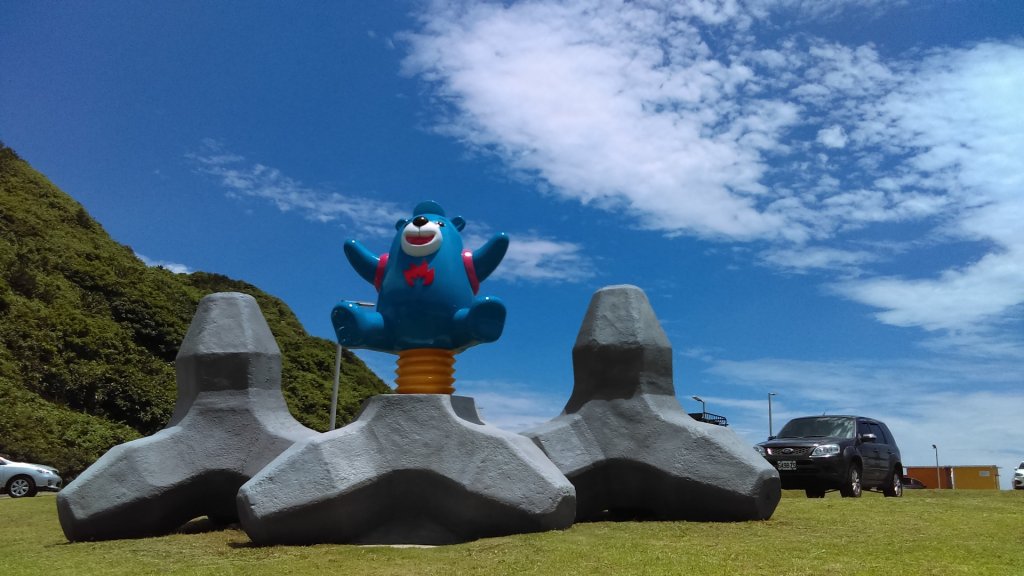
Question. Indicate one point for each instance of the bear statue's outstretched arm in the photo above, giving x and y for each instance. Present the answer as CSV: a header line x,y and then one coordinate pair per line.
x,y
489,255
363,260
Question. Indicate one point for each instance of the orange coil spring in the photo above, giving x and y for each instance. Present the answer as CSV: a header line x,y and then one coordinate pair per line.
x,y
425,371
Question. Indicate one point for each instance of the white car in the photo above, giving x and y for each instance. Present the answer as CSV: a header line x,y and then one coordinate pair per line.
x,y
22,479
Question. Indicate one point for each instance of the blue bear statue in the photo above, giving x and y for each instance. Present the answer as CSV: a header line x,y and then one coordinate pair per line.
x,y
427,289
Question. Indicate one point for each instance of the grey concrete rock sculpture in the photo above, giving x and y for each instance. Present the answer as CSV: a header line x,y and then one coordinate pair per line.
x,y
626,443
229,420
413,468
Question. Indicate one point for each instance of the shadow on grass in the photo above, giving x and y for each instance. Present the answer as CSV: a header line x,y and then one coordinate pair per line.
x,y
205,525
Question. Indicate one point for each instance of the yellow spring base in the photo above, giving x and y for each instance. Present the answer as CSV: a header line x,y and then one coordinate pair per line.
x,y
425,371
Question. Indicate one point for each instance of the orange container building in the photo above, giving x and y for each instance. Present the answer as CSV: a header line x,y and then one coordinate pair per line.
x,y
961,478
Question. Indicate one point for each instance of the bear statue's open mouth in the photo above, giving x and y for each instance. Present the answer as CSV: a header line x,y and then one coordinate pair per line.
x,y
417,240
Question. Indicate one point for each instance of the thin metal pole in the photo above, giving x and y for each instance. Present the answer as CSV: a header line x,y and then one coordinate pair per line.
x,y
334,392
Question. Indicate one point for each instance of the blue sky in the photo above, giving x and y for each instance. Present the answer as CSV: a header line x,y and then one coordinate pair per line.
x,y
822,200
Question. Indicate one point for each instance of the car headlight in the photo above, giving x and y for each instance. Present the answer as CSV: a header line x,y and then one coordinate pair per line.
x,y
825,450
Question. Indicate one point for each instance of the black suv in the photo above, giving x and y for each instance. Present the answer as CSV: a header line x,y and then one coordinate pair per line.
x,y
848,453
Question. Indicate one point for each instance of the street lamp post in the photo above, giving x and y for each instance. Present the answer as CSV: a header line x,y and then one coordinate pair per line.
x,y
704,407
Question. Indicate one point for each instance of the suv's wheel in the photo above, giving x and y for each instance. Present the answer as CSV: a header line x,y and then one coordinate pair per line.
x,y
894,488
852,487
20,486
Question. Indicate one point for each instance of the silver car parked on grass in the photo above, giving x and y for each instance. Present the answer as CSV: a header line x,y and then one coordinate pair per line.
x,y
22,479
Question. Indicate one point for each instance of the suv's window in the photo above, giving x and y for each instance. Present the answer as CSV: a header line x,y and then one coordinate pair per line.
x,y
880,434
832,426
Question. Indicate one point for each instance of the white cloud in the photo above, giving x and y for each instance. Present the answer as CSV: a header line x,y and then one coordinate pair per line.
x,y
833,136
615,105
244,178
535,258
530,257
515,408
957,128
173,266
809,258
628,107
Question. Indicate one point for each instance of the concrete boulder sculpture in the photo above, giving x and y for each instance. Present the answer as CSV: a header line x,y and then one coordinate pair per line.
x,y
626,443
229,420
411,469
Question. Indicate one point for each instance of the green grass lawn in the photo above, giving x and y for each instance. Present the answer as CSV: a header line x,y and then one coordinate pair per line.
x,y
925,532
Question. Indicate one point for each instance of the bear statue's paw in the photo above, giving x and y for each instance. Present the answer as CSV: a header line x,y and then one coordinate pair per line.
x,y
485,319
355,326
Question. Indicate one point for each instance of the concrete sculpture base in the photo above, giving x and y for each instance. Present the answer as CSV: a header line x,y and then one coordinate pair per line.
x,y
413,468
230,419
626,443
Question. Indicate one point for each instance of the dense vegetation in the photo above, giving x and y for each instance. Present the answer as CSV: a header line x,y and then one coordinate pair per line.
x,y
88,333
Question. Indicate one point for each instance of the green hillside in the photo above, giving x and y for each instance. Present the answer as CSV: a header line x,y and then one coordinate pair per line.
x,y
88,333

* * *

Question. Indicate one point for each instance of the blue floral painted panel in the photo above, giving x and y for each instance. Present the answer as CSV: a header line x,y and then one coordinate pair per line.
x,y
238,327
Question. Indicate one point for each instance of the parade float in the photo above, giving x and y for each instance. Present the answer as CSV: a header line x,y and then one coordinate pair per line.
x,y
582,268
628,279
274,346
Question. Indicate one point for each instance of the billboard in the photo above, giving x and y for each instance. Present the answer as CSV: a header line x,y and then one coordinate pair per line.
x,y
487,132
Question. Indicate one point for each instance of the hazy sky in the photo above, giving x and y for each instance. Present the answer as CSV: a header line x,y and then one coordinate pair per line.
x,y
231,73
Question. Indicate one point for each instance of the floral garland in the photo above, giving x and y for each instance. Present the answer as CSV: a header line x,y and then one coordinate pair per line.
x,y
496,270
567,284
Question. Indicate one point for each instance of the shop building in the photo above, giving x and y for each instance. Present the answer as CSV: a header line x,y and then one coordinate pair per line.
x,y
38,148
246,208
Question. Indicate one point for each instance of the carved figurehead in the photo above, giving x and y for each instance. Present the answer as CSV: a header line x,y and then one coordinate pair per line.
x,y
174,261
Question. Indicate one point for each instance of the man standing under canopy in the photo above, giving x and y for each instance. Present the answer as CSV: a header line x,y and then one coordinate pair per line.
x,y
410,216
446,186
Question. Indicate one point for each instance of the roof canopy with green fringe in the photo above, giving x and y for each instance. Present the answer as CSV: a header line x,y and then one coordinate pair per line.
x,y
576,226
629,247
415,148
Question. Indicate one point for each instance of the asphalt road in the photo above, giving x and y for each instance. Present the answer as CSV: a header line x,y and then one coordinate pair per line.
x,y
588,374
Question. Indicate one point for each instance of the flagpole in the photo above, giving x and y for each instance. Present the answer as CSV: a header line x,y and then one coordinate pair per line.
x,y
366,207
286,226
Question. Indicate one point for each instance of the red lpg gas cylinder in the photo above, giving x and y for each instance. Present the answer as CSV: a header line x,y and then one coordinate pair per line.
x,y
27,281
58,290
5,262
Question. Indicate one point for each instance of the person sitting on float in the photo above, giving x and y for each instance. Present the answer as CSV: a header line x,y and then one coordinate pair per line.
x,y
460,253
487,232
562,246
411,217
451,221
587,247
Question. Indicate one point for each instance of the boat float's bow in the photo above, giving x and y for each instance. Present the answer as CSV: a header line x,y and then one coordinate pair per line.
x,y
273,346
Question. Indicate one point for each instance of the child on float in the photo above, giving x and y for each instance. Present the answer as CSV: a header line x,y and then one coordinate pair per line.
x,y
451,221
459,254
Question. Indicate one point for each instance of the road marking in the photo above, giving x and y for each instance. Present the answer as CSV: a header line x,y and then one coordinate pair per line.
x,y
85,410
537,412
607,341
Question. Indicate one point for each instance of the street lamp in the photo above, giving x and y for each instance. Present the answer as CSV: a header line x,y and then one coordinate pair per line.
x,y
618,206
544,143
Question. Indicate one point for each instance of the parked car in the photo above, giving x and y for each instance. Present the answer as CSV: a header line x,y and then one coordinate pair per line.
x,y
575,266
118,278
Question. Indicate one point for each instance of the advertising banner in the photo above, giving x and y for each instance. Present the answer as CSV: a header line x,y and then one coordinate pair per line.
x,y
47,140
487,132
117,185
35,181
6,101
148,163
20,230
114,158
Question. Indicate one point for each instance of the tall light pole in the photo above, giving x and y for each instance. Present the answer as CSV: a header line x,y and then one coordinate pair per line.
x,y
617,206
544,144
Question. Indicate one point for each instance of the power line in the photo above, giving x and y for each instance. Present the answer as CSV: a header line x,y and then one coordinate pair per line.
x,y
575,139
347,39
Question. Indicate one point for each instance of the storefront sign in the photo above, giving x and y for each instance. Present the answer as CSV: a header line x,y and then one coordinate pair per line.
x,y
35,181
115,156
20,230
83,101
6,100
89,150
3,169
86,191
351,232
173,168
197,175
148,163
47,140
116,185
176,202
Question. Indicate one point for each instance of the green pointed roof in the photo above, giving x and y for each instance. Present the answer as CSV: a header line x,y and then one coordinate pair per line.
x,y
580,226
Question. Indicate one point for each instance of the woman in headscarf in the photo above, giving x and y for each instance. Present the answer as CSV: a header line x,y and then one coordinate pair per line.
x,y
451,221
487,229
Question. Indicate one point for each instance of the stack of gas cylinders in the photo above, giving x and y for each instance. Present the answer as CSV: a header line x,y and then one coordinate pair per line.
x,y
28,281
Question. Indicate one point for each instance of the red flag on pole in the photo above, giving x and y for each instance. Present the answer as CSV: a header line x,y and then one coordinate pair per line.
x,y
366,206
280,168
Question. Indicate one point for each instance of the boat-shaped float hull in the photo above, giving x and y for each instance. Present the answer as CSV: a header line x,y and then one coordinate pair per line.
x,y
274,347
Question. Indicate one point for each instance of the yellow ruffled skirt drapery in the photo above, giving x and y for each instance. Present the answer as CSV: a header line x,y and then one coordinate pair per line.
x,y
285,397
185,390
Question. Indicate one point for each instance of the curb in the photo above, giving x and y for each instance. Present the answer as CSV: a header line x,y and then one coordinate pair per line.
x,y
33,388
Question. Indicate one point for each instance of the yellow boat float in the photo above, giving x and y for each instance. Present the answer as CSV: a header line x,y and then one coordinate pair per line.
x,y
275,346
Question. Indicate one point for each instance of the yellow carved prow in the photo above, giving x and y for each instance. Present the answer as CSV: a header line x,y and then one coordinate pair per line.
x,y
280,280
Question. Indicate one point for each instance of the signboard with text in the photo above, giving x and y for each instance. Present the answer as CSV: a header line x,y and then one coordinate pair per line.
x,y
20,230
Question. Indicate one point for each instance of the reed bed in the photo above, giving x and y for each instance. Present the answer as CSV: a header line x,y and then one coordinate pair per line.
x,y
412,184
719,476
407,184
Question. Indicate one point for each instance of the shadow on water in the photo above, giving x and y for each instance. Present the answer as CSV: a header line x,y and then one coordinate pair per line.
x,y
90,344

--

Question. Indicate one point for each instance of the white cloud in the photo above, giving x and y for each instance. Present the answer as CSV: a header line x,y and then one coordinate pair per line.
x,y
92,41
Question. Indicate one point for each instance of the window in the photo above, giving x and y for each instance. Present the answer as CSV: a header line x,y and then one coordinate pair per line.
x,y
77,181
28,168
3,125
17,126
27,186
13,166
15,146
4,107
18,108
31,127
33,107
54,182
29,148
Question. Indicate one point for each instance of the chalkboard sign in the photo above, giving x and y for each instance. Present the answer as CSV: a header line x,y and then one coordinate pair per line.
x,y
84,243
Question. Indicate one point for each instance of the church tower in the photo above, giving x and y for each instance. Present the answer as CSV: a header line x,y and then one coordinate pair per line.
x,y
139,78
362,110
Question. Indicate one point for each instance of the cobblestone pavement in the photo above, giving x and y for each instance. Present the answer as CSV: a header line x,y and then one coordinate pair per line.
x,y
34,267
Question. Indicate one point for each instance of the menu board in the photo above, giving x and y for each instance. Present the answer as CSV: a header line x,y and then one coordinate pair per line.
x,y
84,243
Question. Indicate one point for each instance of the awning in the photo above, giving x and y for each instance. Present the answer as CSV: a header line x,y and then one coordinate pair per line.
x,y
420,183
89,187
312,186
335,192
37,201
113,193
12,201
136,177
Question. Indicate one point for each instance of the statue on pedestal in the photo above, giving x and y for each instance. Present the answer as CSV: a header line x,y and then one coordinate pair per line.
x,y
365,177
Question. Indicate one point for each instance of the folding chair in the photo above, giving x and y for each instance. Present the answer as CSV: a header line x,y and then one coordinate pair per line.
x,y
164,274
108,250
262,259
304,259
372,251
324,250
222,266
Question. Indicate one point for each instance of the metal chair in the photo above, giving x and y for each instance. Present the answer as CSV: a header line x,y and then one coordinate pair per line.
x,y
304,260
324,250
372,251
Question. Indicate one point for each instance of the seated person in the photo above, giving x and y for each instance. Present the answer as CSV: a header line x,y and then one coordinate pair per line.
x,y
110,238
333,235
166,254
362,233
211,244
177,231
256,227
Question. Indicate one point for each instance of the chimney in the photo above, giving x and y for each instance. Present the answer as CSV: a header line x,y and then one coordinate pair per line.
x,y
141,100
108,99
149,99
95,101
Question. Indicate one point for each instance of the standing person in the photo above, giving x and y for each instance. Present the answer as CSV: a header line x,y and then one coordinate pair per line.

TO BE DONE -> Identify each line of the records above that contains the word "green" and copy those lines out in full. Case counts.

ANSWER BELOW ->
Question. Indicate one point for each instance of the green grass lawn in the photo above, giving x and y for each instance. Present the answer as CSV: a header line x,y and then one coordinate pair per line.
Question. Indicate one point for each instance of the green hillside in the photo above, giving x and y for each instance. Present the answer as CSV: a header line x,y and then one coordinate pair per line.
Question. Indicate one point for each instance of the roof canopy with green fringe in the photo above, giving x and y for each instance. Present the answer as CSV: a header line x,y and then one coordinate pair per line.
Question. Indicate one point for each instance of the green pointed roof in the photo above, giving x and y for each instance. Present the answer as CSV: a header line x,y and then one coordinate pair per line.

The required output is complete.